EXERCISE AIM:
Rewrite the data from the line containing "TARGET = cupola with spire" through the line containing "INSTRUCTION = locate a point on each instance of the cherub", both lines included. Leave every line as it is, except raise both numbers of each coordinate pair by 11.

-- Begin MATERIAL --

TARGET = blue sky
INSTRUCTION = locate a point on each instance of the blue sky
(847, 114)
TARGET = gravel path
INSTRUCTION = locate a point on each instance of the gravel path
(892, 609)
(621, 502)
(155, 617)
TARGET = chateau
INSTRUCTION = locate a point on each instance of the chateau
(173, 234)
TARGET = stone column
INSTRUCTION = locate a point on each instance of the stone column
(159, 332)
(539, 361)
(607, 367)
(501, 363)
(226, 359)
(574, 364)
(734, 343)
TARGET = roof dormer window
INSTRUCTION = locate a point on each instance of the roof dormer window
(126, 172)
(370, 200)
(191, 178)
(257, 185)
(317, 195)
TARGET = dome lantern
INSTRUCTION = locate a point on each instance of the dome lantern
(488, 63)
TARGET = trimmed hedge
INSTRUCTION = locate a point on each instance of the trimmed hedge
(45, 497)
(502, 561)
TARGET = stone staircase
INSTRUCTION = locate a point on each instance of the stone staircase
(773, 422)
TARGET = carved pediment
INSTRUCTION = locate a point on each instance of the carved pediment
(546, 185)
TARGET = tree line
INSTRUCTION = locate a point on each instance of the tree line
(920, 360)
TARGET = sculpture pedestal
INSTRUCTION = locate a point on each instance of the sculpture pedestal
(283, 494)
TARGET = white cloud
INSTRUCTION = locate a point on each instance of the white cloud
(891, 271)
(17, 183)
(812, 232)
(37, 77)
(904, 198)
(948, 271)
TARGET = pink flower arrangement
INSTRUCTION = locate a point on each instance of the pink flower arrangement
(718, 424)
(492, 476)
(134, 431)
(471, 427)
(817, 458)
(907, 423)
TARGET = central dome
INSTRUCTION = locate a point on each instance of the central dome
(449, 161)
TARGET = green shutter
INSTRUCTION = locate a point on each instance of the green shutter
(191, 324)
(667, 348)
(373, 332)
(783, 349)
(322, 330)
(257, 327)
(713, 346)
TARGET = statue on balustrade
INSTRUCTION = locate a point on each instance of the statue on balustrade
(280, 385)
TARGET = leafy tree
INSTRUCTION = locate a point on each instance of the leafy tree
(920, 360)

-- End MATERIAL --
-- Begin MATERIAL --

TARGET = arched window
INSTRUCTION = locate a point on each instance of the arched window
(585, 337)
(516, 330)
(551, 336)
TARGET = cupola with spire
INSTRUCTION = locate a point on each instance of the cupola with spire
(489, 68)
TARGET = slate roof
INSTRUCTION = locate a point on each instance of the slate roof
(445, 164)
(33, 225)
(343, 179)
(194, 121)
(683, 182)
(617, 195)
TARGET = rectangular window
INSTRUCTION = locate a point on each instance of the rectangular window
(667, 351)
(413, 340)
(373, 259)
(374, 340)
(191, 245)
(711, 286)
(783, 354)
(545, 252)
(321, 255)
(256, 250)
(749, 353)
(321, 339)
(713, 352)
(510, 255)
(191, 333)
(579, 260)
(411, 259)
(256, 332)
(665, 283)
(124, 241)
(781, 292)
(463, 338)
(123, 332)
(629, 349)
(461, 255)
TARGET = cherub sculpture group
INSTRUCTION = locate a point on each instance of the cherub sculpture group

-- End MATERIAL --
-- Begin MATERIAL --

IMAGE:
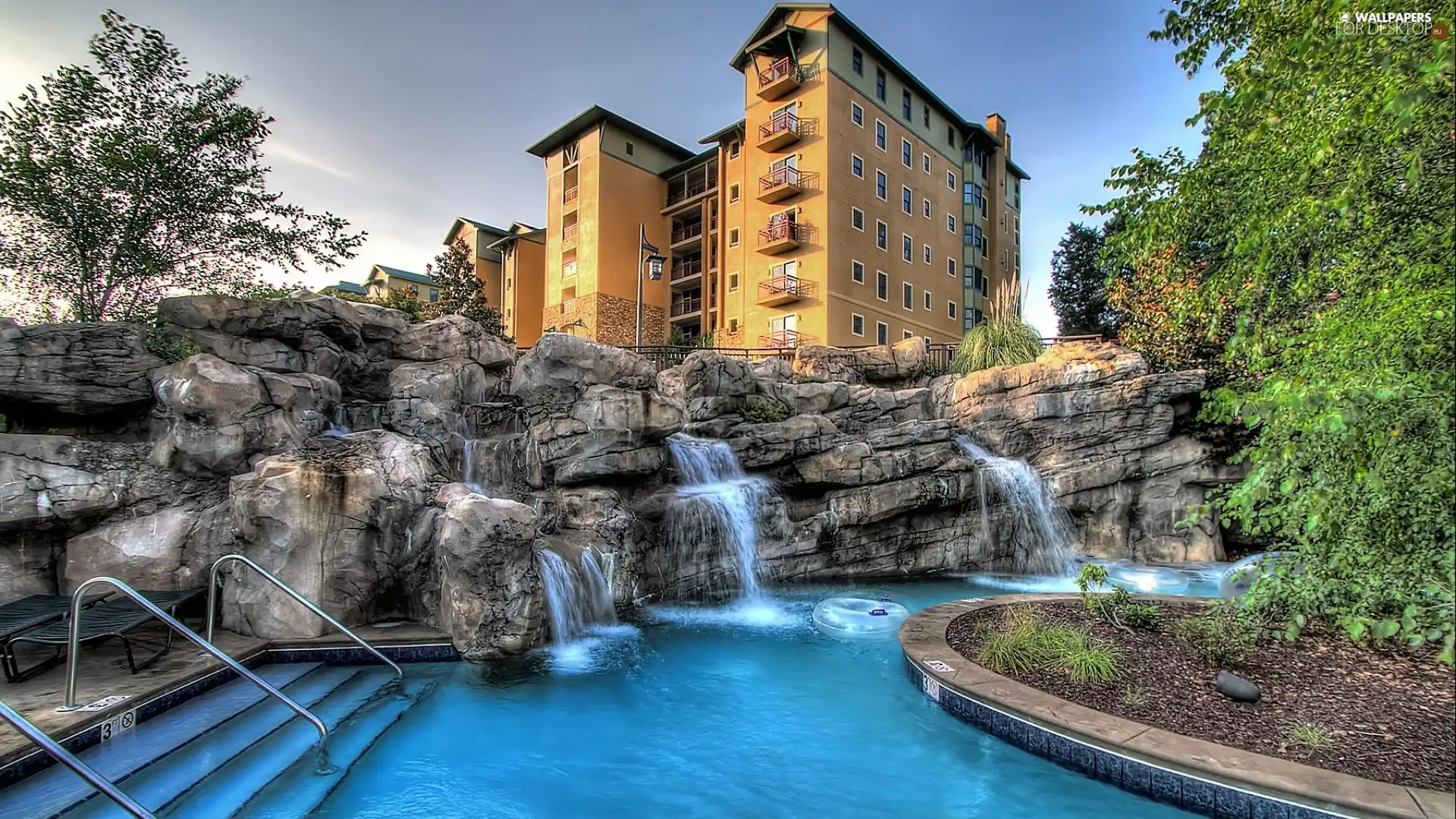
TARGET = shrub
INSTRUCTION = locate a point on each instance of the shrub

-- End MATERIAL --

TASK RESULT:
TARGET = cupola with spire
INSTRUCTION = locate a point on each instance of the cupola with spire
(500, 79)
TARGET = slate roof
INSTRUCTION = locate a point on each instance of the slate roof
(456, 175)
(44, 236)
(354, 190)
(205, 132)
(694, 193)
(628, 206)
TARGET = rectangular window
INSTRUCTION = locate a point on each instance of the rectangular window
(678, 362)
(424, 351)
(384, 270)
(385, 351)
(202, 256)
(722, 297)
(794, 365)
(556, 263)
(332, 266)
(267, 261)
(760, 364)
(332, 350)
(724, 363)
(521, 266)
(202, 344)
(590, 271)
(422, 270)
(267, 343)
(676, 294)
(135, 252)
(792, 303)
(474, 349)
(134, 343)
(640, 360)
(472, 266)
TARGET = cherub sculpture group
INSTRUCTION = locate a point on each instance of the cherub sculpture group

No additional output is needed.